* [Exercise requirements]:
a. Answer these questions using the passage on the New Games Movement:
(i) How long ago did the New Games Movement organize community play events in parks?
(ii) In what year does the passage say play advocacy is alive and well?
(iii) In what region did the movement arise?
b. Pull out each line in the rows below that contains the word "floor". Case counts.

* [Extract to read]:

With the recent phenomenon of helicopter parenting, the extensive use of electronic media, and the emphasis on high-stakes testing, is it time to panic that free play has lost its relevance in today’s society? Fifty years ago the New Games Movement advocated for play for everyone and organized community play events in parks where young and old could play. While today people feel more isolated than ever, real community spirit was celebrated then.
The New Games Foundation is long gone, but rest assured that the spirit of healthy play, the expansion of cooperative play, and the proliferation of play advocacy is alive and well in 2015. In this limited space, it would be impossible to completely summarize the history and/or currency of the issues during the last fifty years, and there is some misleading, incomplete, and inaccurate information about the New Games movement. In this highly condensed perspective, the focus is on the NOW with the hope to inspire the future.
The Start of the New Games Movement
The New Games Movement was by no means the be-all/end-all of the positive play movement, but it did have significant influence that continues through today. It arose in the late 1960s and early 1970s from the anti-war, alternative play, and alternative consciousness movement in the San Francisco Bay Area—strongly influenced by Stewart Brand (The Whole Earth Catalog), George Leonard (The Ultimate Athlete), Pat Farrington, the Esalen Institute, Bernie DeKoven (The Well-Played Game), John O’Connell, and Burton Naiditch. Although the New Games Movement introduced, created, and popularized some “new” forms of play and games (i.e. Frisbee, parachute, trust games, earth ball, etc.), it was never about games or new vs. old. The movement’s philosophy of “soft war” (cushioned combative activities), “creative play” (expressive activities and fluid rules), and “trust” (group-building connectives) emphasized the power of play, facilitative leadership, empowerment, cooperation, healthy competition, player centeredness, creativity, community, flow, adaptation, process, joy, an eco-connection, and much more. With the right New Games’ spirit and leadership, a play facilitator could enliven an older traditional folk game or create an entirely new activity.

Data entries:
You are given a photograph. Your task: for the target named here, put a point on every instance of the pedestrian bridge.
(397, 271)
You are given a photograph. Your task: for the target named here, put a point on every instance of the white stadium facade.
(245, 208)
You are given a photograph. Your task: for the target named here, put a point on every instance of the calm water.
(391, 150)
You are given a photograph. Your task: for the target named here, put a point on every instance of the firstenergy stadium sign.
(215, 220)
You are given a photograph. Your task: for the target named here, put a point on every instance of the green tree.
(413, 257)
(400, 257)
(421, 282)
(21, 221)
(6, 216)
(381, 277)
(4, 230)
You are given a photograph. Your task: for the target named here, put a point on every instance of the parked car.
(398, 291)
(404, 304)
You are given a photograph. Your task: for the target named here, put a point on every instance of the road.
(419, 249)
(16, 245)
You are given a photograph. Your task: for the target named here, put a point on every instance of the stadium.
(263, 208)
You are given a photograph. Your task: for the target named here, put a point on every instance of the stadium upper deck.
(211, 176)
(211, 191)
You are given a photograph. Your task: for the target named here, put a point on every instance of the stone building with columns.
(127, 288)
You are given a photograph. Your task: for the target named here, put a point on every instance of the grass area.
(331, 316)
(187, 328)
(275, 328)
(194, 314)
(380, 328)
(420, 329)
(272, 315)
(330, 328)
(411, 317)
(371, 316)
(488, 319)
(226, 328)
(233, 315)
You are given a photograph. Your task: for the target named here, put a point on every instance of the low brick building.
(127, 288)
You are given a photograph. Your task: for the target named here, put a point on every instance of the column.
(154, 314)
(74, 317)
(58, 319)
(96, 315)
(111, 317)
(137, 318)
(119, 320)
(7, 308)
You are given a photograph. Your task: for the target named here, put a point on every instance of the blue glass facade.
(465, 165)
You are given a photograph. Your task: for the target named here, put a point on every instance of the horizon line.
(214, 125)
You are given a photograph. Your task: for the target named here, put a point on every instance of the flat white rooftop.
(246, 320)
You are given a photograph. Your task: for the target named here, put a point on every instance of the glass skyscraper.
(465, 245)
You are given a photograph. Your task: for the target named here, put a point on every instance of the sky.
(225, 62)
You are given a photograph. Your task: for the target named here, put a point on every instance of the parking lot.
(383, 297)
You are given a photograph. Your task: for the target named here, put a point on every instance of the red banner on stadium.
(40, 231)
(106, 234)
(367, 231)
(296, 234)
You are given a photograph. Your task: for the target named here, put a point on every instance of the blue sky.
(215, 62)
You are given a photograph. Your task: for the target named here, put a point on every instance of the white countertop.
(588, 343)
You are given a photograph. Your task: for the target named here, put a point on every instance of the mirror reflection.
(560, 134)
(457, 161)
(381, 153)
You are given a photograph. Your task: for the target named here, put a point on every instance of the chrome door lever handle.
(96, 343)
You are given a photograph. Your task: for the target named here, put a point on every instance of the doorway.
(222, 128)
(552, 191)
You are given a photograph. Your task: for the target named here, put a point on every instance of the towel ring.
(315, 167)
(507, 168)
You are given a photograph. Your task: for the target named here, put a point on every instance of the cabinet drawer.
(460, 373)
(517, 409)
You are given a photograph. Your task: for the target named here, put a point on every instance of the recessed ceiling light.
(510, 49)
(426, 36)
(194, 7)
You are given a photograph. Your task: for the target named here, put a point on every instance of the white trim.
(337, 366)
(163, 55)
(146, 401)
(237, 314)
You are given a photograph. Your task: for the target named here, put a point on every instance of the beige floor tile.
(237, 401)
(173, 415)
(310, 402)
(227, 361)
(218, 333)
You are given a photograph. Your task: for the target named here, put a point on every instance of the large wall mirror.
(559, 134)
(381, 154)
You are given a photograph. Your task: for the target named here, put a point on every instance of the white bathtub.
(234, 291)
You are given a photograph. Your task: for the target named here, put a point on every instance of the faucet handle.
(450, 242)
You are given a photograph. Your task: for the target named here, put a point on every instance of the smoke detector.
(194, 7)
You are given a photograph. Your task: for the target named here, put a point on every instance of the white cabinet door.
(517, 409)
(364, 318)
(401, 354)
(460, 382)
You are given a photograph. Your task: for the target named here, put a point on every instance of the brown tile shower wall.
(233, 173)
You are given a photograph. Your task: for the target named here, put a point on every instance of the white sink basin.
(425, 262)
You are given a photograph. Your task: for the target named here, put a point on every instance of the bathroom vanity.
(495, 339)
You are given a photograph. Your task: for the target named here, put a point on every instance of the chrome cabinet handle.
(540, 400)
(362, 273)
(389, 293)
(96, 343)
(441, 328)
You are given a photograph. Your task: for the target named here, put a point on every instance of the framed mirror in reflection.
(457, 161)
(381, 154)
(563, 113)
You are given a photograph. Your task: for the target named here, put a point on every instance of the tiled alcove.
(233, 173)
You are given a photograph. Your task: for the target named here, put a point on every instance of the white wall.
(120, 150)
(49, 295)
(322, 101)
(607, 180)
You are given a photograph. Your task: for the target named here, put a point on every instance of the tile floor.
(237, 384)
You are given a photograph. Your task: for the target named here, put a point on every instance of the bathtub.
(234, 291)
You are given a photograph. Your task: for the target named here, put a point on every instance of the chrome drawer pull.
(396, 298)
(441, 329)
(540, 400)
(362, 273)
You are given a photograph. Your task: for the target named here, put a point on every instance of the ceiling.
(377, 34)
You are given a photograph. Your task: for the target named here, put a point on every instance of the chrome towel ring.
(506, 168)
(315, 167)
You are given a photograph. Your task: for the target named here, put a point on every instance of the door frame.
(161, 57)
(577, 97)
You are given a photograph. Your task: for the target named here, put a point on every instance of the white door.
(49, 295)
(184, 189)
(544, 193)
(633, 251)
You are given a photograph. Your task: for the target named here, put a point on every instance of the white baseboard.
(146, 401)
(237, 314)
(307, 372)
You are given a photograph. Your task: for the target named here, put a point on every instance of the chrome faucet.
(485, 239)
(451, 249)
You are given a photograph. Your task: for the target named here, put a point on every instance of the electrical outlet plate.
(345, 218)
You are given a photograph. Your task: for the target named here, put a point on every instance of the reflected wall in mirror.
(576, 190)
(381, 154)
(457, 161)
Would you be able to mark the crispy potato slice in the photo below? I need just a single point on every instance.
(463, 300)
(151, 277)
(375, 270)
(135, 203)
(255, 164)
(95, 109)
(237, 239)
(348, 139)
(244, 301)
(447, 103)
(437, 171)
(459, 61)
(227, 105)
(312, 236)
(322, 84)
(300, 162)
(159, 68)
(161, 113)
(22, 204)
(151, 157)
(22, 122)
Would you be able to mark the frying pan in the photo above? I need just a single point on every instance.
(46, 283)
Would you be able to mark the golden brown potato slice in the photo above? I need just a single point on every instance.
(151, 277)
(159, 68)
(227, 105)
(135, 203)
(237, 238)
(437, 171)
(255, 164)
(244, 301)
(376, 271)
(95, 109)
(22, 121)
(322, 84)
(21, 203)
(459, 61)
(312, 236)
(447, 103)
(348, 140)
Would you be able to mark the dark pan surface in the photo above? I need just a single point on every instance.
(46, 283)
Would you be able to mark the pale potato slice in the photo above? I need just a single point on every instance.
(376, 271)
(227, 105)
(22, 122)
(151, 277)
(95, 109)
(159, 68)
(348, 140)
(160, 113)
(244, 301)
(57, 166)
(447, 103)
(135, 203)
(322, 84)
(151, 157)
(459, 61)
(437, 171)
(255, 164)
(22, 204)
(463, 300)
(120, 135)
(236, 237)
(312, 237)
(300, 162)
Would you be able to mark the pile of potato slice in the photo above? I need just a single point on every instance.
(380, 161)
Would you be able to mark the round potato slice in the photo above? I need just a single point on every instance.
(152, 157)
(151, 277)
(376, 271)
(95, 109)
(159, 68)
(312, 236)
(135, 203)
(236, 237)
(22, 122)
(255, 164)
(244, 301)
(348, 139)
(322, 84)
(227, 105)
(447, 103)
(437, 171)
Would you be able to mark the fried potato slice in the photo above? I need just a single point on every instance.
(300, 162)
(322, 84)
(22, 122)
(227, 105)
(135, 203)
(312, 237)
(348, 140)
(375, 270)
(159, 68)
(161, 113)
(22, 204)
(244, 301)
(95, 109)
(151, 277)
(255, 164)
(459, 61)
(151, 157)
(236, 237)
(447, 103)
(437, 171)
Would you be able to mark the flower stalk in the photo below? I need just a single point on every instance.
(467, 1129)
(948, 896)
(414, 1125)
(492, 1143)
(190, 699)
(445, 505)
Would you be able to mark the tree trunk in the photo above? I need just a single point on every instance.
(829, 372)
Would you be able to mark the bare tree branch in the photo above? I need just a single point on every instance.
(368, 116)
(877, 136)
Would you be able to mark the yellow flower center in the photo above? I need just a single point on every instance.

* [Written answers]:
a.
(i) Fifty years ago.
(ii) 2015.
(iii) The San Francisco Bay Area.

b.
You are given a photograph. Your task: for the target named here, put a point on every instance of the beige floor tile.
You are given a photograph. Your task: for the target named here, put a point on every instance of the tile floor.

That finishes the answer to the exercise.